- Voci di annotazione delle regioni:

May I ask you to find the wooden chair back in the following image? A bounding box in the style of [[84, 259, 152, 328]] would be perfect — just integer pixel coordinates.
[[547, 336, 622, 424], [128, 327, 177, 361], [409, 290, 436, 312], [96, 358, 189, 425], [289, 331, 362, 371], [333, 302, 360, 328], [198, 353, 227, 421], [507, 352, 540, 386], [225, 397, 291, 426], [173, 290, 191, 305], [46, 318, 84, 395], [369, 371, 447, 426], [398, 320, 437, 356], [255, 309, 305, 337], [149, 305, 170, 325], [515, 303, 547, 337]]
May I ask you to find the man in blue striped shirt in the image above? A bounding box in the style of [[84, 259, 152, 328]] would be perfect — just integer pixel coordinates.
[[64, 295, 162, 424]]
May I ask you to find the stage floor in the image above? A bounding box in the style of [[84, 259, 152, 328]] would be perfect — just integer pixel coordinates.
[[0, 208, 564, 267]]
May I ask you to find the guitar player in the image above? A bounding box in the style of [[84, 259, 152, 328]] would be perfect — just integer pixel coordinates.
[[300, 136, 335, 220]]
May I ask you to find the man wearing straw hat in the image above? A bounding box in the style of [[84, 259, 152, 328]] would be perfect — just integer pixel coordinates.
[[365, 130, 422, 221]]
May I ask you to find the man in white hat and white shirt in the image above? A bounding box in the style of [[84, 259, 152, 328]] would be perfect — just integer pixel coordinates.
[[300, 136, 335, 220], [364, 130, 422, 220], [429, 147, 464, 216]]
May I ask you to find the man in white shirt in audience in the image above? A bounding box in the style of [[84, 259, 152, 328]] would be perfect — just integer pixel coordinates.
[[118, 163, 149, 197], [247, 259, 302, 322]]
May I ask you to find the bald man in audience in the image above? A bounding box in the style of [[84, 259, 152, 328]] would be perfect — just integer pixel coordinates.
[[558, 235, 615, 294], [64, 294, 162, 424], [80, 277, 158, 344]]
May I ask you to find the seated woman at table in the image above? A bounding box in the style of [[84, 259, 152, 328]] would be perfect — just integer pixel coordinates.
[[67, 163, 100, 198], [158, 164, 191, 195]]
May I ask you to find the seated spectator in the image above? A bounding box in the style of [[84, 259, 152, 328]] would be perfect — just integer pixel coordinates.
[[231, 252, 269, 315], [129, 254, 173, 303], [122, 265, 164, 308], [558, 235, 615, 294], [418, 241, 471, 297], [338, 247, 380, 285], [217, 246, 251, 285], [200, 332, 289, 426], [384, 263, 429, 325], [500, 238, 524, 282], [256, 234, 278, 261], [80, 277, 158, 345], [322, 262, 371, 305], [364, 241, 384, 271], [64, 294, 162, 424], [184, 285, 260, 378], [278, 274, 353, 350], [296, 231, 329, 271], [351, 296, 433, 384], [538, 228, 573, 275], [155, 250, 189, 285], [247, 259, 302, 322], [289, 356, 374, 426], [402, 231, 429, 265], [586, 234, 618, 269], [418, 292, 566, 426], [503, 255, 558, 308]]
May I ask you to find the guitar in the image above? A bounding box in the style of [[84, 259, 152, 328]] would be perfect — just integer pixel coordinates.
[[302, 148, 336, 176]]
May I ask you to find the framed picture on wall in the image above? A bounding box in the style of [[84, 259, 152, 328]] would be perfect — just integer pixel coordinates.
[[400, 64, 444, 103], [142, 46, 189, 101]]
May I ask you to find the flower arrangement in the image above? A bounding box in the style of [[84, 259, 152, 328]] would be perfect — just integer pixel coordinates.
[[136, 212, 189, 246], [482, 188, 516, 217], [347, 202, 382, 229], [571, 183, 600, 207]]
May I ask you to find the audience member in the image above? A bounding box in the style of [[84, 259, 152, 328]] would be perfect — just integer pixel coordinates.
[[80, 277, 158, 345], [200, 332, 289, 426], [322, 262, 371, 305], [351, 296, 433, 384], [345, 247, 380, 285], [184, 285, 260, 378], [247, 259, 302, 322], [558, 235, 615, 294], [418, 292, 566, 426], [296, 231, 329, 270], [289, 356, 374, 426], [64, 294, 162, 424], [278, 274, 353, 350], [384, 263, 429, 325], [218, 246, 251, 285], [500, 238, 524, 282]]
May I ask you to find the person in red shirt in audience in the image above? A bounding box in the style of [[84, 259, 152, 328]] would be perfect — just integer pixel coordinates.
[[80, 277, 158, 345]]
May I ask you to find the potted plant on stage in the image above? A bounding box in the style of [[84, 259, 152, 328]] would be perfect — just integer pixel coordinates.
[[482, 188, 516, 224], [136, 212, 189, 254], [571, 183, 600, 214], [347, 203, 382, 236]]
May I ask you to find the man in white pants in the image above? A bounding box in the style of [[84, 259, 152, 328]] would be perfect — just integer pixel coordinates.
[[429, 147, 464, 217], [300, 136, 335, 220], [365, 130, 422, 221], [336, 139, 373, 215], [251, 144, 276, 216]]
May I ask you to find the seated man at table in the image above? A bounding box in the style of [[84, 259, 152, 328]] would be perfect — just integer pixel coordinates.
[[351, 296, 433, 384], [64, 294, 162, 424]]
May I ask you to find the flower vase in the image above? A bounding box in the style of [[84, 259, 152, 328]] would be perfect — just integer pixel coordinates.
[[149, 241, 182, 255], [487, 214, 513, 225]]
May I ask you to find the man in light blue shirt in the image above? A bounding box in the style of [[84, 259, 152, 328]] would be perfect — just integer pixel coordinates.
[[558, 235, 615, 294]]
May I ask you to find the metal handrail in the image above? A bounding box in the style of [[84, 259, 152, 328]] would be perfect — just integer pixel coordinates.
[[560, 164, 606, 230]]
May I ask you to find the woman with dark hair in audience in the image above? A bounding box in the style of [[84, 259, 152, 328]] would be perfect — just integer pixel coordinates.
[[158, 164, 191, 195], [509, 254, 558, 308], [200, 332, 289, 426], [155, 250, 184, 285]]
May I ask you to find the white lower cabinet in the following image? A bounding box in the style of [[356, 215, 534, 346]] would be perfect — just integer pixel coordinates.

- Lavoro da svolgere: Ricopia per intero le righe che vanno dall'inizio delle voci fino alla riga con "[[64, 295, 162, 424]]" compresa, e riscala solo le coordinate dei riquadri nelle risposte. Moltiplicale per 2,3 e arrotondale all'intero, con le metà per eccesso.

- Risposta:
May I ask you to find the wooden chair back in the following image? A bounding box in the style of [[84, 259, 152, 328]] would be perfect — just integer pixel coordinates.
[[1258, 773, 1431, 975], [294, 752, 407, 830], [941, 667, 1003, 718], [221, 823, 435, 978], [665, 761, 833, 853], [766, 695, 828, 754], [455, 812, 522, 968], [1166, 810, 1242, 888], [518, 913, 669, 980], [398, 667, 439, 702], [106, 731, 193, 909], [849, 853, 1028, 980], [915, 736, 1005, 819], [587, 711, 702, 775], [343, 702, 391, 748], [1185, 697, 1258, 775]]
May I ask you to find the man in blue striped shirt in the image above? A bounding box in the style of [[84, 259, 152, 328]] would be perfect — just integer pixel coordinates.
[[147, 679, 373, 975]]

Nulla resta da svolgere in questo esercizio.